# Snow plow shoes



## SuperiorService (Dec 14, 2011)

Hello winter warriors.
I'm new to the plowing and just bought my first snow plow, used of coarse. It is a Fisher 7.5 HD. The guy didn't have the plow shoes for it and never used them. 
So, do you use them???
I have contracts for some commercial parking lots and truck stops
Thanks


----------



## newhere (Oct 13, 2009)

i usually use them on all my commercial lots, really saves on salt usage.


----------



## cold_and_tired (Dec 18, 2008)

The only occasion that I have ever used them was when I helped out a neighbor and had to plow a few hundred feet of gravel driveway. Other than that, I never have. I don't understand why you would want to leave any snow behind on the lots anyway.


----------



## 7_below (Dec 9, 2009)

http://www.plowsite.com/showthread.php?p=1342854#post1342854

http://www.plowsite.com/showthread.php?p=1343835#post1343835

http://www.plowsite.com/showthread.php?p=1340953#post1340953


----------



## Antlerart06 (Feb 28, 2011)

newhere;1378868 said:


> i usually use them on all my commercial lots, really saves on salt usage.


I got to ask if you run them hows that save on salt usage

Shoes only good for gravel its a waste of money to run them hard surface
With them on the plow doesnt do clean job
But maybe my thinking is wrong


----------



## 7_below (Dec 9, 2009)

Even in gravel they suck. They still dig in. You gotta feather the up/down on the plow to skim the surface. A lot of guys run a piece of metal coping along the cutting edge if doing tons of gravel areas.


----------



## tuney443 (Jun 25, 2006)

Been using them for 37 years.It's all about keeping a fine adjustment on the washers.It will definitely prolong edge life and is easier on your plow.


----------



## SuperiorService (Dec 14, 2011)

Tuney,
On flat pavement what is the distance between your blade and pavement? 
1 washer 2,3,4,5,?????
Do you run a full trip or edge trip on your plow?


----------



## Antlerart06 (Feb 28, 2011)

tuney443;1379042 said:


> Been using them for 37 years.It's all about keeping a fine adjustment on the washers.It will definitely prolong edge life and is easier on your plow.


Yes might prolong it but once the cutting edge wears out you have a price for edge and new shoes
To me with shoes on doesnt clean as good as running no shoes


----------



## PenfieldProp (Dec 15, 2011)

Never had shoes on a plow and my experience the thicker the blade like a worn out fisher or a thick poly edge does a horrible job of scraping


----------



## KSikkema (Oct 7, 2008)

I'm fairly certain I've completely forgotten how to even install mine


----------



## combiking (Sep 4, 2008)

I use a set for gravel drives, people in my area hate having gravel moved. Since my shoes only come flush with my blade i have a piece of 3/4 plate welded to them to lift it off the gravel also as a plus the plate is cheaper than new shoes.


----------



## havenlax18 (Dec 16, 2010)

I don't use them.


----------



## blazer2plower (Nov 19, 2011)

They make great door stops. Or a paper weights, or even book ends.

• Material:
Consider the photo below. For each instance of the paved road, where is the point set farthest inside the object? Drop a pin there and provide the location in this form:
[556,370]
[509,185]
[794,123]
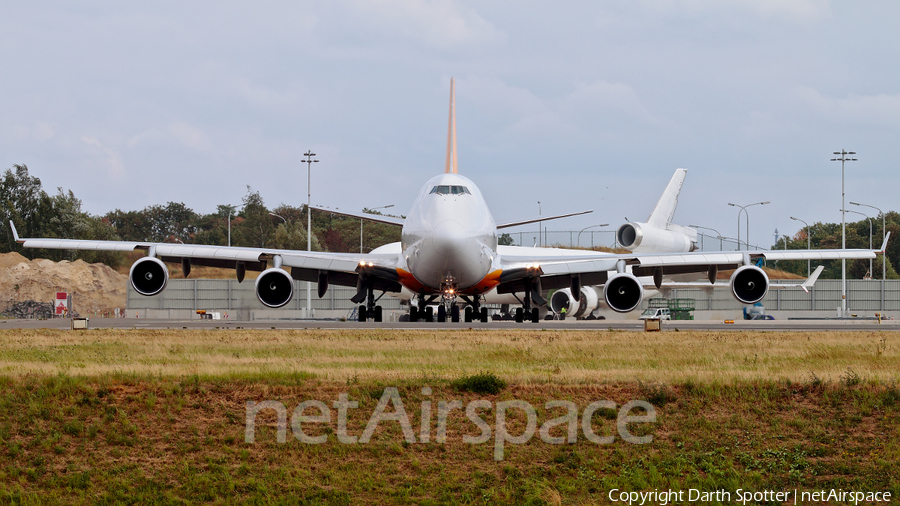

• What is asked:
1. In the snow plow shoes thread, what plow did SuperiorService buy?
2. Duplicate the stretch of the snow plow shoes thread from "## havenlax18 (Dec" through "even book ends.".

• Answers for the tasks:
1. A used Fisher 7.5 HD.

2.
## havenlax18 (Dec 16, 2010)

I don't use them.


----------



## blazer2plower (Nov 19, 2011)

They make great door stops. Or a paper weights, or even book ends.